- EXTRACT TO READ -
Challenging the ways in which numbers are deployed is not to suggest that the changing number of migrant and refugee arrivals in Europe is in any sense politically insignificant. The year 2015 has indeed been a historic and monumental year of migration for Europe precisely because disobedient mass mobilities have disrupted the European regime of border control. As critical scholars of migration, maintaining a “critical distance” from this numbers game in our own research is important in itself, but what seems all the more urgent is a more elementary general skepticism toward the spectacle of numbers in favor of questioning how, why, by and for whom, and to what ends these acts of (official) counting are performed. As Nando Sigona (2015) has pointed out, for example, the release of figures on migrant and refugee arrivals plays a crucial role in framing and generating public debate. In that knowledge, therefore, the European border agency Frontex released data suggesting that, as of September 2015, 710,000 “migrants” had entered the EU. However, comparing these numbers to those collected by the IOM and the UN (which differed substantially), Sigona detected that Frontex had in fact been double-counting: they elided the difference between multiple entries (or attempted entries) by individual migrants with the specter of a multiplicity of migrants, repeatedly counting the same individuals who had each crossed into EU territory several times as so many distinct “migrants.” Likewise, the de facto “uncountability” of many of the newly arrived has equally been instrumentalized in discourses calling for heightened “border protection.” The “crisis of the Schengen system,” largely provoked by the inability or unwillingness of many governments to register “asylum-seekers” desiring to simply transit through their countries in order to reach central and northern EU member states, have thus exacerbated imaginaries and rhetorics surrounding “the uncounted” (and thus uncontrolled) “illegal” migrant as a purportedly “dangerous” other within Europe.

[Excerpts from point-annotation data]
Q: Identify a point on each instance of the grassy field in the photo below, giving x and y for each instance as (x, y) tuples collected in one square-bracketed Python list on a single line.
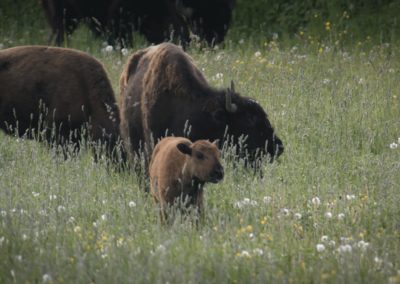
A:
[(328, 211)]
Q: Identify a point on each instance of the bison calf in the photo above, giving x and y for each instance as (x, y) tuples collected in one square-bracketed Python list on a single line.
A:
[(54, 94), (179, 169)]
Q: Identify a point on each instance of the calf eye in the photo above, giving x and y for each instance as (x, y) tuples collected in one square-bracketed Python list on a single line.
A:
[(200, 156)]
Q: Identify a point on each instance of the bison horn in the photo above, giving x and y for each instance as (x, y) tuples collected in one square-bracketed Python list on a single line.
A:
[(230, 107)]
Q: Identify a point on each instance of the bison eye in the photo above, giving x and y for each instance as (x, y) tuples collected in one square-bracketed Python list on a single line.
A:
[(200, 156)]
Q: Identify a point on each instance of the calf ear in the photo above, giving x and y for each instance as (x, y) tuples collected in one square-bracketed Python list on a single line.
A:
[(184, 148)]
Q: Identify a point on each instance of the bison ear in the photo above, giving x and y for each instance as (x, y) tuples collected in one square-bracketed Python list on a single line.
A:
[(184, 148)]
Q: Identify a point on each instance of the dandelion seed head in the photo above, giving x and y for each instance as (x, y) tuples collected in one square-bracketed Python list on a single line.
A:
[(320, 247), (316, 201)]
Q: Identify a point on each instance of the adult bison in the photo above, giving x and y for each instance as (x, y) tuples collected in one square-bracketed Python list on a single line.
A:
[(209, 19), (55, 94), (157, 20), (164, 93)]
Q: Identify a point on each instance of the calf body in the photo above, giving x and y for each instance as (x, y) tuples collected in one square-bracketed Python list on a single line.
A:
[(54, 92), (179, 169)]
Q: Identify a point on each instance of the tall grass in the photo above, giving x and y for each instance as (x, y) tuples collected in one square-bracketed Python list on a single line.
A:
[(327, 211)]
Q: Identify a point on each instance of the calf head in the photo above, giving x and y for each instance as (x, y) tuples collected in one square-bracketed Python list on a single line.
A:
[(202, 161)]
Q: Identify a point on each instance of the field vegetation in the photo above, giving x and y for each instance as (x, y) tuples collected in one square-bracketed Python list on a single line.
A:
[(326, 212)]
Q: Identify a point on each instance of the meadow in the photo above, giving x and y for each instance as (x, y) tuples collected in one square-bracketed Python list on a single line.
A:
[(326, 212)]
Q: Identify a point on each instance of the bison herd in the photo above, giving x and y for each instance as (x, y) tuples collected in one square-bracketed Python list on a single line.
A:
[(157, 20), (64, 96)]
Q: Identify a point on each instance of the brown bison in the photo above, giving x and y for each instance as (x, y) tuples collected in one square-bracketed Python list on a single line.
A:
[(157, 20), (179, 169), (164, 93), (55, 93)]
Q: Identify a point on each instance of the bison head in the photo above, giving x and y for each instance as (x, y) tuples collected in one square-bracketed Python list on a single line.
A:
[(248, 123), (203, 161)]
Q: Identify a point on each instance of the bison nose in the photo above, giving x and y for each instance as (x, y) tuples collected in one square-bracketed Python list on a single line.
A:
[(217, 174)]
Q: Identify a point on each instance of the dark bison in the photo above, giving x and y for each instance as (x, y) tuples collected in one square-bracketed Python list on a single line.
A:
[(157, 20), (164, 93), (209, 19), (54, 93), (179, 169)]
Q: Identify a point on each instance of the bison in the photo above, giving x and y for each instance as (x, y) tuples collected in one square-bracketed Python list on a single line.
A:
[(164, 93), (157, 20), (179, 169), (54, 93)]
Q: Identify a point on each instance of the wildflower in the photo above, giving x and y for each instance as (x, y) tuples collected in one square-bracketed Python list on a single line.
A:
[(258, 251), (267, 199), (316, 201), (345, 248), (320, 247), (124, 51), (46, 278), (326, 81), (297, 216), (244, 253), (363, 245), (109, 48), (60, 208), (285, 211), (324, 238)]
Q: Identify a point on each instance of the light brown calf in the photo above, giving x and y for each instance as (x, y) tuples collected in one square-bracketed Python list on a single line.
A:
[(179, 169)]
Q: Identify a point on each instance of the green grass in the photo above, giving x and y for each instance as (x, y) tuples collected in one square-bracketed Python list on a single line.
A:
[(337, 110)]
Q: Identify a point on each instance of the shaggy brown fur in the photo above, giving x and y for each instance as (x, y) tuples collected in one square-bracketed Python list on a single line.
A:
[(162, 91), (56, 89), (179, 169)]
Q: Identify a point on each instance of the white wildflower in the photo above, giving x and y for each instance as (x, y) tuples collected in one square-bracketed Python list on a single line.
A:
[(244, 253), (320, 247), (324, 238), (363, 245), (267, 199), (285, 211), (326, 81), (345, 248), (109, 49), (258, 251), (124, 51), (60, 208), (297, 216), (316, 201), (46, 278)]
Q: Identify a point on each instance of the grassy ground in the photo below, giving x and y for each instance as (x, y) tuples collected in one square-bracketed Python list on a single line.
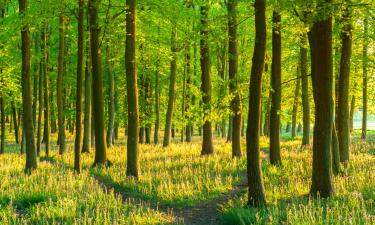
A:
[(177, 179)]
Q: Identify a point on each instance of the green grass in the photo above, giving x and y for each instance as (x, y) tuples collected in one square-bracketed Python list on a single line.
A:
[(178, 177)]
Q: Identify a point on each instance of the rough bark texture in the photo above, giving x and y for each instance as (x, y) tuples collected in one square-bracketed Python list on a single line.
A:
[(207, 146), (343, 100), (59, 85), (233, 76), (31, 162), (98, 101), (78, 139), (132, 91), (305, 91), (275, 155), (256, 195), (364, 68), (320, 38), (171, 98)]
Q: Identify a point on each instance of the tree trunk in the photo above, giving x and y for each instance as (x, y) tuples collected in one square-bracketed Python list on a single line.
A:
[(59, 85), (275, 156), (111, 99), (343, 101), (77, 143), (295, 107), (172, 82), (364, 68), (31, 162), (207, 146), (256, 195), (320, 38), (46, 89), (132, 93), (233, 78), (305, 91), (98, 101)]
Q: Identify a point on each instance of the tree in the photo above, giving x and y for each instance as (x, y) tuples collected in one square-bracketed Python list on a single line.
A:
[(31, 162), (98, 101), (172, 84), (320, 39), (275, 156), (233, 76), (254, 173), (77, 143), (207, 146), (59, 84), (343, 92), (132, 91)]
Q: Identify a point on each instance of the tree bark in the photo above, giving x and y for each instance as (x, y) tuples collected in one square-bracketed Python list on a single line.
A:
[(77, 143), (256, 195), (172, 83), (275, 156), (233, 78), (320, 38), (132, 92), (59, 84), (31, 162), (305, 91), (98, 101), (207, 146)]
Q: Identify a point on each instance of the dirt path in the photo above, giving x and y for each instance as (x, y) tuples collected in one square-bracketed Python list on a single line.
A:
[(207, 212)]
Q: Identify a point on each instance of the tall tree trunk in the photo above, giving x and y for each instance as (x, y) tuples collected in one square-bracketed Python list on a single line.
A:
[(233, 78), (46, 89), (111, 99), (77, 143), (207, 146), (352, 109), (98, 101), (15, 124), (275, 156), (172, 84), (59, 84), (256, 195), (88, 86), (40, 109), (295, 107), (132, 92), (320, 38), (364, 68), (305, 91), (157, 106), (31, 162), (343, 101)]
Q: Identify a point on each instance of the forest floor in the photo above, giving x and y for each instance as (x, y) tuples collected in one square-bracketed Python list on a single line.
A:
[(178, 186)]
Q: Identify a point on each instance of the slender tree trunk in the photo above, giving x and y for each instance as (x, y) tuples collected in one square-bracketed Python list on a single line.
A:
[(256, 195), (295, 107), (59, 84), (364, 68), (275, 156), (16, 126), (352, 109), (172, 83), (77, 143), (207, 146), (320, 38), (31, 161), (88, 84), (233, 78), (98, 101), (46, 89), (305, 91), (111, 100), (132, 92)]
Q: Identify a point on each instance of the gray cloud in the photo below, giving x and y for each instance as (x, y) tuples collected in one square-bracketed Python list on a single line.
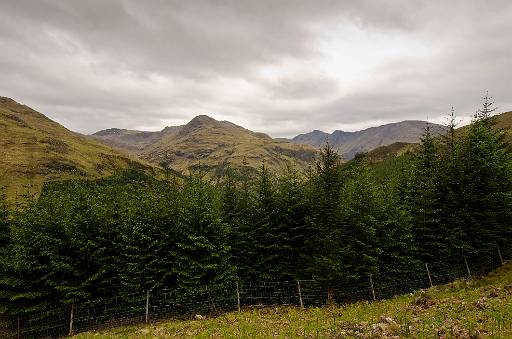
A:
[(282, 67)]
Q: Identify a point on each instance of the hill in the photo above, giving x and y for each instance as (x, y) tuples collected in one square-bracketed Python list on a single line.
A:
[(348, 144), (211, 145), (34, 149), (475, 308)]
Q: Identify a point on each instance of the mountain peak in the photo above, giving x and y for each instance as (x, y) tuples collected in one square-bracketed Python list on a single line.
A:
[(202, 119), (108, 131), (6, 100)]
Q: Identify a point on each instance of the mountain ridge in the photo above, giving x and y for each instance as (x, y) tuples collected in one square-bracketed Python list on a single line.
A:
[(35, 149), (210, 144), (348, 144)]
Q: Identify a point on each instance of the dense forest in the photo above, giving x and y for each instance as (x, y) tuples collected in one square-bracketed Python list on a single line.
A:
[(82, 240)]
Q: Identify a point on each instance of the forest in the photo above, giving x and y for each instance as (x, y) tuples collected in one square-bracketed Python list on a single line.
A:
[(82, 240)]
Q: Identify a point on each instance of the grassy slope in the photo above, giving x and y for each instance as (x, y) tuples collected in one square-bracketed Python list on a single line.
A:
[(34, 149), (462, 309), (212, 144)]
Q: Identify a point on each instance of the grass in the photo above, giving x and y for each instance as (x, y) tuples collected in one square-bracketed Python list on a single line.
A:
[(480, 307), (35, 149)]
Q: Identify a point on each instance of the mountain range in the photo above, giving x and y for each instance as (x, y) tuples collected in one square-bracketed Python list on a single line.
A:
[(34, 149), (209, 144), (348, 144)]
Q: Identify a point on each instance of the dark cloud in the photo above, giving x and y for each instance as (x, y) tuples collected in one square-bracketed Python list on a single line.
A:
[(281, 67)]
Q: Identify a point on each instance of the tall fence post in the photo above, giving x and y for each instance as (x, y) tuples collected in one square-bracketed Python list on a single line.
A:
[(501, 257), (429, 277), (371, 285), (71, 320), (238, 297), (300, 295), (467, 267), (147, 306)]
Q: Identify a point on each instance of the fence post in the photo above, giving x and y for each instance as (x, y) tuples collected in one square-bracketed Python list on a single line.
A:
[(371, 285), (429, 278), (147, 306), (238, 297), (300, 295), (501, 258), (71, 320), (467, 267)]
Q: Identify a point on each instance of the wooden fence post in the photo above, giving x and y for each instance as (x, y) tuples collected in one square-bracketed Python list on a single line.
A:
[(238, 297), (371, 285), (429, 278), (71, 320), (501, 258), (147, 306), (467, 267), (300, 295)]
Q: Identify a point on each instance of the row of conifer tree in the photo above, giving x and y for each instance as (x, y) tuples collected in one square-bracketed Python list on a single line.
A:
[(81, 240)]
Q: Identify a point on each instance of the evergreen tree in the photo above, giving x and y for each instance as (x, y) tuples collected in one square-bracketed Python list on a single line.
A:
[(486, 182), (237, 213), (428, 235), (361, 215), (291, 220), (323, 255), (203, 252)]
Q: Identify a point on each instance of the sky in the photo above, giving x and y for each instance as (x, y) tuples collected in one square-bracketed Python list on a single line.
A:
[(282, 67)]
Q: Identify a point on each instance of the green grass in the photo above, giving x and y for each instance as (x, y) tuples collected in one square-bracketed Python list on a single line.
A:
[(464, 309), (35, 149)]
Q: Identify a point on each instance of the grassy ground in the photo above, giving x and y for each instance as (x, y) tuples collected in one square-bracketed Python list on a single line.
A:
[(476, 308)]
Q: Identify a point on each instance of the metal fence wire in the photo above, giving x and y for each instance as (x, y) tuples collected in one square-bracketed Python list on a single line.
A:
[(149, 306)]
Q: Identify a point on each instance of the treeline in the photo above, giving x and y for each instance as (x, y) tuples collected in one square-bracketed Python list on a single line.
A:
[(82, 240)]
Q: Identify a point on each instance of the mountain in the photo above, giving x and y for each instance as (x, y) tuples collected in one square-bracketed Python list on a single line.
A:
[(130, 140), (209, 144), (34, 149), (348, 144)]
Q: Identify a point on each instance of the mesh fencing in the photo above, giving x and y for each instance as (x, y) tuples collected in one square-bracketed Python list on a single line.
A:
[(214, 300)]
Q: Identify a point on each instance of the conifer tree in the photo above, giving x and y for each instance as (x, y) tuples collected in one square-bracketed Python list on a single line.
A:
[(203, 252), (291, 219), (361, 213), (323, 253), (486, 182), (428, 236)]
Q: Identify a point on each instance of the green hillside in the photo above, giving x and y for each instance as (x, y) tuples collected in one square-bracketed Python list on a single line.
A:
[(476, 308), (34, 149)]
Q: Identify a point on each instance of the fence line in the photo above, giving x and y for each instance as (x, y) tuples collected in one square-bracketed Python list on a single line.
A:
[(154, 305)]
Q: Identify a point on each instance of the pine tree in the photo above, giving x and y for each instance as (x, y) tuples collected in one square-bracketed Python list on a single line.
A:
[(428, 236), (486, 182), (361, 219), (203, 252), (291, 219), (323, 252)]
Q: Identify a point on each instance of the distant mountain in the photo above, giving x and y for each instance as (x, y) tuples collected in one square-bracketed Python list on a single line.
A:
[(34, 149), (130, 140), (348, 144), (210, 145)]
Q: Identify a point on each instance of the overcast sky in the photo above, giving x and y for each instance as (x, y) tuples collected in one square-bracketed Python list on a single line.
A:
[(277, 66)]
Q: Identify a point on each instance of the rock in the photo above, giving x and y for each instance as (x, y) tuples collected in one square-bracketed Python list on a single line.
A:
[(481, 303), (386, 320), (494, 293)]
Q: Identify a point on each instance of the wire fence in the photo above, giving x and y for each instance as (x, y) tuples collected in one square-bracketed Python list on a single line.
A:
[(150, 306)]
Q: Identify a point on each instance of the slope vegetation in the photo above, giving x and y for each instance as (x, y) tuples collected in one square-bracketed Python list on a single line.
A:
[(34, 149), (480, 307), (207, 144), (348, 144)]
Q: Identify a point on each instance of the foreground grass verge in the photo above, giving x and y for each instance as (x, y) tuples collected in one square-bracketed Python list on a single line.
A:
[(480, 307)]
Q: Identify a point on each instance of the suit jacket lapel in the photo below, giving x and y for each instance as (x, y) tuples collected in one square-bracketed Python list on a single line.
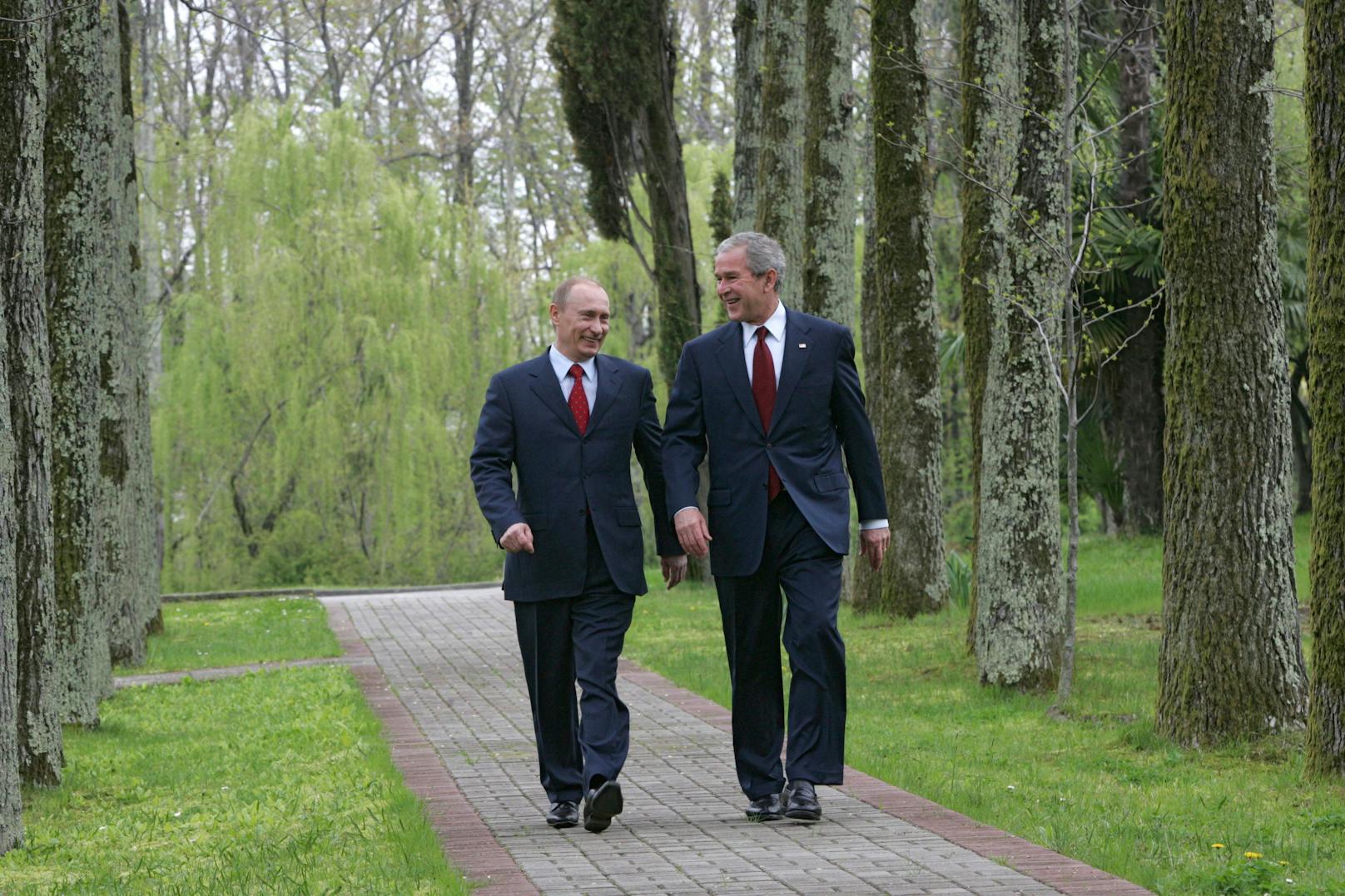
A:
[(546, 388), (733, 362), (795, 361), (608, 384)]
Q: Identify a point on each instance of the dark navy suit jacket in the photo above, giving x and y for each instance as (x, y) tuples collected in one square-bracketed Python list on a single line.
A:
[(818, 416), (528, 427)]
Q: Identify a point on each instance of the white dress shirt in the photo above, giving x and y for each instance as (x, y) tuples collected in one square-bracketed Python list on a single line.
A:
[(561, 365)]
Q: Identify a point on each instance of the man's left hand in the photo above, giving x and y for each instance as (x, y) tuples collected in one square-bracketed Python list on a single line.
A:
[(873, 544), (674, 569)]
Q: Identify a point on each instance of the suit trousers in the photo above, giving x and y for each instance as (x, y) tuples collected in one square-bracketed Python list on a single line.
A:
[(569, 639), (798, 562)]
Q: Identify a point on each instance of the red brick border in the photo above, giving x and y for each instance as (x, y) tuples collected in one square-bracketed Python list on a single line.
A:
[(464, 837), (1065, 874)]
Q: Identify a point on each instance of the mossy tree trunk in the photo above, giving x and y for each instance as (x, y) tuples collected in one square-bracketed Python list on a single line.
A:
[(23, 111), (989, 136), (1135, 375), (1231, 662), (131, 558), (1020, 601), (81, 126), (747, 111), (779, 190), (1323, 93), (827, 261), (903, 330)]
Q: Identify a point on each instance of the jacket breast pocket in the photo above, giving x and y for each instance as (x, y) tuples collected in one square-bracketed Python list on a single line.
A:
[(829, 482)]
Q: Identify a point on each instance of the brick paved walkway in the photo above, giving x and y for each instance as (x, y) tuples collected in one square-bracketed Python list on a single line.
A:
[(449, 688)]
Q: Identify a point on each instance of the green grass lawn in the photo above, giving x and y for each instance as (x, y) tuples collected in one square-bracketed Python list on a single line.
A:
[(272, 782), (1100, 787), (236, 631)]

- DO THIS -
How would you translate this sentence from the text on counting migrant arrivals into Spanish: "Likewise, the de facto “uncountability” of many of the newly arrived has equally been instrumentalized in discourses calling for heightened “border protection.”"

- COMPLETE ANSWER -
Del mismo modo, la «incontabilidad» de facto de muchos de los recién llegados también ha sido instrumentalizada en discursos que reclaman una mayor «protección de fronteras».